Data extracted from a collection
[start]
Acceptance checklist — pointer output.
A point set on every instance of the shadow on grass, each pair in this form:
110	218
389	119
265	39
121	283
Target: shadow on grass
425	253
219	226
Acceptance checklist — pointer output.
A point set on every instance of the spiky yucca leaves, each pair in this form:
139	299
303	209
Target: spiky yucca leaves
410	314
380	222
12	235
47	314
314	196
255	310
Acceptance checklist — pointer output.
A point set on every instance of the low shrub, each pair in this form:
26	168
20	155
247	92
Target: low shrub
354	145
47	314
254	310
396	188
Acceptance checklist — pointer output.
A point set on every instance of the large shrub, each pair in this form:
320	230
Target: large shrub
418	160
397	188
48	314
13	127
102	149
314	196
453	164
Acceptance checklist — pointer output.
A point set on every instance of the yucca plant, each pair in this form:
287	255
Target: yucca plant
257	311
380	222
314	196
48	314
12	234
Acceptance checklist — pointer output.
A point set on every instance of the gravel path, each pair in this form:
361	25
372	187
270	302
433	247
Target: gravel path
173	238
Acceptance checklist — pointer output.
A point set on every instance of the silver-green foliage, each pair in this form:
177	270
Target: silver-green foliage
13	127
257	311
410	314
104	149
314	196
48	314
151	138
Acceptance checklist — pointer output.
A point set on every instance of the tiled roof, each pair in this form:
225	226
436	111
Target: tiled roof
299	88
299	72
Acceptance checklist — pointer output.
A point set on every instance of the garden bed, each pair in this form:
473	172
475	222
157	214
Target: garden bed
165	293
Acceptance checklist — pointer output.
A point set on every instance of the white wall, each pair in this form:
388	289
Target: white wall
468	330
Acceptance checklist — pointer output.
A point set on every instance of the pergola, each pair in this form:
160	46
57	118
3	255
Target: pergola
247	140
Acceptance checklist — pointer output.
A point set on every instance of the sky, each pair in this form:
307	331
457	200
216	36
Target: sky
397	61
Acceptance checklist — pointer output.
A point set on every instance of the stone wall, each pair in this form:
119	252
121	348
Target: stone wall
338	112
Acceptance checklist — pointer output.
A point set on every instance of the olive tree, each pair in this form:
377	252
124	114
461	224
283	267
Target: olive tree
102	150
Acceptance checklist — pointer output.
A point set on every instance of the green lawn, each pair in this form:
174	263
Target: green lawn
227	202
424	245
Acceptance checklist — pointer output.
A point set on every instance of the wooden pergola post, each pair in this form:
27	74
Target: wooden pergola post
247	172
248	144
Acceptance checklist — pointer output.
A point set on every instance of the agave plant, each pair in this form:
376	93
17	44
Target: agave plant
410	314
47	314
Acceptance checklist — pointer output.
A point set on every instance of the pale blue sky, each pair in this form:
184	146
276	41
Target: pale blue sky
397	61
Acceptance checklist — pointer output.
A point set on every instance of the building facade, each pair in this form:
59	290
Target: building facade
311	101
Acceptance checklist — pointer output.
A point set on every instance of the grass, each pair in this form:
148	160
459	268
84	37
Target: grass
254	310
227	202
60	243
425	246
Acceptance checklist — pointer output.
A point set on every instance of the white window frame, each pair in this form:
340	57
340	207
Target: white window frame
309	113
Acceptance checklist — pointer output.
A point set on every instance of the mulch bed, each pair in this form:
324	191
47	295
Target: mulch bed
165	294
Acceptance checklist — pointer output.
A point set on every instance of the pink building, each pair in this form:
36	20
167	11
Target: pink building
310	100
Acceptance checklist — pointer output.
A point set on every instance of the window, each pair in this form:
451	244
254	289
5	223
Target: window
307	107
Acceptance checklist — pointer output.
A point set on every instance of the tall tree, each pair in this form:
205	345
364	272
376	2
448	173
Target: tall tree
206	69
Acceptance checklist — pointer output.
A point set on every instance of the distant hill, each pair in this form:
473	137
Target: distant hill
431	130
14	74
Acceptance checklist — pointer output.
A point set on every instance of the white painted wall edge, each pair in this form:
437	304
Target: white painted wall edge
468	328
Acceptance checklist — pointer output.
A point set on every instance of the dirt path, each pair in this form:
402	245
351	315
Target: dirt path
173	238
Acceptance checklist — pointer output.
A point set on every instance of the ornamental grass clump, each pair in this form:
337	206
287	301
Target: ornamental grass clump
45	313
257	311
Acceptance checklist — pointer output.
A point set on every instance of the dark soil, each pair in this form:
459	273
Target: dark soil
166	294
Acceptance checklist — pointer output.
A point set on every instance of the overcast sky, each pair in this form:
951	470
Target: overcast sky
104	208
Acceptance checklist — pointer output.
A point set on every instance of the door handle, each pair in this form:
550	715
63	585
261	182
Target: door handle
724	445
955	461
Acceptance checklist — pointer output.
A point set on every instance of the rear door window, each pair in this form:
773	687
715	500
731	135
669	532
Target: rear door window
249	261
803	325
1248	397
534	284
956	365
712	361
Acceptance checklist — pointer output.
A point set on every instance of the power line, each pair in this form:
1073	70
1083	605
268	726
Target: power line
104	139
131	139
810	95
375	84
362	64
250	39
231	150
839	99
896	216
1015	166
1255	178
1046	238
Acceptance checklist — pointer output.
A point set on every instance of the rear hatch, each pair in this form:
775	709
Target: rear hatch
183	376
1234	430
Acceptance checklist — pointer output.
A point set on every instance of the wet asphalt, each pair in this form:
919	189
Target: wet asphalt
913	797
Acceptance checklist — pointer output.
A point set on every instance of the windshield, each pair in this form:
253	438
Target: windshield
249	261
[end]
Your goal – Copy every record above exactly as it appears.

Reply to the task –
Acceptance checklist — pointer output.
A point set on every instance of the shadow on grass, each pair in this form:
110	218
389	119
265	39
121	283
Target: shadow on grass
425	253
219	226
Acceptance checklist — pointer output.
A point set on every instance of the spiky yucca leaves, each pair in this form:
139	299
303	209
Target: spiky yucca leaves
410	314
380	222
12	235
47	314
314	196
255	310
Acceptance checklist — pointer output.
A point set on every instance of the low shrub, each pair in this form:
26	168
20	155
247	92
Target: low shrub
354	145
47	314
254	310
396	188
Acceptance checklist — pointer output.
A point set on every instance of the large shrub, each pair in this form:
320	230
Target: large shrub
418	160
397	188
48	314
13	127
102	149
314	196
453	164
Acceptance checklist — pointer output.
A point set on every instance of the yucca plant, each pair in this form:
287	255
Target: yucca plant
257	311
380	222
314	196
48	314
12	234
Acceptance checklist — pointer output.
A point set on every instance of the gravel path, each pair in this form:
361	25
372	187
270	302
433	247
Target: gravel path
173	238
Acceptance checklist — pointer output.
A point set on every instance of the silver-green foliage, each pair in this form:
177	270
Target: silver-green foliage
13	127
257	311
410	314
104	149
314	196
48	314
151	138
Acceptance checklist — pointer output.
A point set on every instance of the tiled roof, each pair in this form:
225	226
436	111
Target: tiled roof
299	88
299	72
Acceptance checklist — pointer output.
A point set on every instance of the garden bed, each pair in this form:
473	172
475	222
157	214
Target: garden bed
165	293
Acceptance checklist — pointer output.
A point set on every instance of the white wall, each pair in this form:
388	289
Target: white wall
468	330
Acceptance checklist — pointer output.
A point set on every instance of the pergola, each pair in this form:
160	46
57	118
3	255
Target: pergola
247	140
Acceptance checklist — pointer output.
A point set on every instance of the sky, each pair in this form:
307	331
457	200
216	36
Target: sky
397	61
Acceptance checklist — pointer output.
A point set on every instance of the stone wall, each pair in this form:
119	252
121	348
Target: stone wall
338	112
Acceptance checklist — pointer output.
A point set on every instance of the olive tree, each pair in this form:
377	252
124	114
461	224
283	267
Target: olive tree
102	150
Acceptance checklist — pointer output.
A point set on every instance of the green lawn, each pair in this form:
174	263
Target: green lawn
227	202
424	245
Acceptance checklist — pointer output.
A point set on every instance of the wooden pergola post, each pair in this form:
27	74
Target: wooden pergola post
247	172
248	144
Acceptance checklist — pointer output.
A point set on every instance of the agave plant, each pair in this form:
376	93
17	44
Target: agave plant
410	314
47	314
Acceptance checklist — pointer output.
A point set on every instance of the pale blue sky, each pair in this form:
184	146
276	41
Target: pale blue sky
397	61
Acceptance checklist — pointer output.
A point set on every instance of the building facade, each pair in this form:
59	290
Target: building facade
311	101
Acceptance checklist — pointer output.
A point set on every instance of the grass, each pair in this form:
148	160
459	268
84	37
Target: grass
254	310
227	202
60	243
425	246
Acceptance checklist — pointer output.
A point set on every instance of the white window frame, each pair in this form:
340	57
340	207
Target: white window frame
309	113
Acceptance checklist — pointer output.
A point set on every instance of the mulch bed, each pair in this form:
324	191
47	295
Target: mulch bed
165	294
Acceptance checklist — pointer output.
A point set on every instance of the pink building, each pair in this form:
36	20
167	11
Target: pink building
310	100
Acceptance checklist — pointer output.
A point set on every instance of the window, each pair in this form:
451	244
254	289
5	223
Target: window
307	107
Acceptance checklist — pointer output.
A point set on every instance of the tall tree, each pair in this form:
205	345
364	272
376	2
448	173
Target: tall tree
206	69
Acceptance checklist — pointer output.
A point set on every instance of the distant hill, each pair in this form:
473	137
Target: distant hill
431	130
14	74
Acceptance checklist — pointer output.
A point set on every instance of the white painted wall edge, each pair in this form:
437	304
Target: white painted wall edge
468	328
Acceptance checklist — pointer output.
A point set on every instance of the dirt path, each pair in this form:
402	245
351	315
Target: dirt path
173	238
Acceptance checklist — pointer output.
A point set on every instance of the ornamental grass clump, each pair in this form:
337	206
287	301
Target: ornamental grass clump
45	313
257	311
Acceptance checklist — pointer output.
A point set on every instance of the dark soil, each pair in this form:
459	273
Target: dark soil
166	294
Acceptance checklist — pointer output.
A point set on every instance of the overcast sky, each pair in this form:
951	470
Target: overcast sky
104	208
Acceptance checklist — pointer output.
A point set on every instance of the door handle, each pair in this form:
550	715
63	585
261	182
Target: door handle
724	445
955	461
Acceptance checklist — pointer output.
A point set on every instance of the rear door window, each pair in this form:
773	687
715	500
731	135
669	532
Target: rear door window
249	261
803	325
1248	397
534	284
956	365
712	361
Acceptance checklist — pointer output.
A point set on every instance of the power line, each pair in this form:
1073	70
1083	605
268	726
Target: power line
104	139
131	139
810	95
375	84
362	64
250	39
231	150
839	99
896	216
1015	166
1255	178
1046	238
Acceptance checklist — pointer output.
A point set on every instance of the rear hatch, each pair in this form:
775	709
Target: rear hatch
183	376
1234	430
Acceptance checklist — pointer output.
A point set on every instance of the wet asphalt, each pair in this form:
919	189
Target: wet asphalt
913	797
Acceptance checklist — pointer output.
A point set on every instance of the windshield, each pair in this form:
253	438
Target: windshield
249	261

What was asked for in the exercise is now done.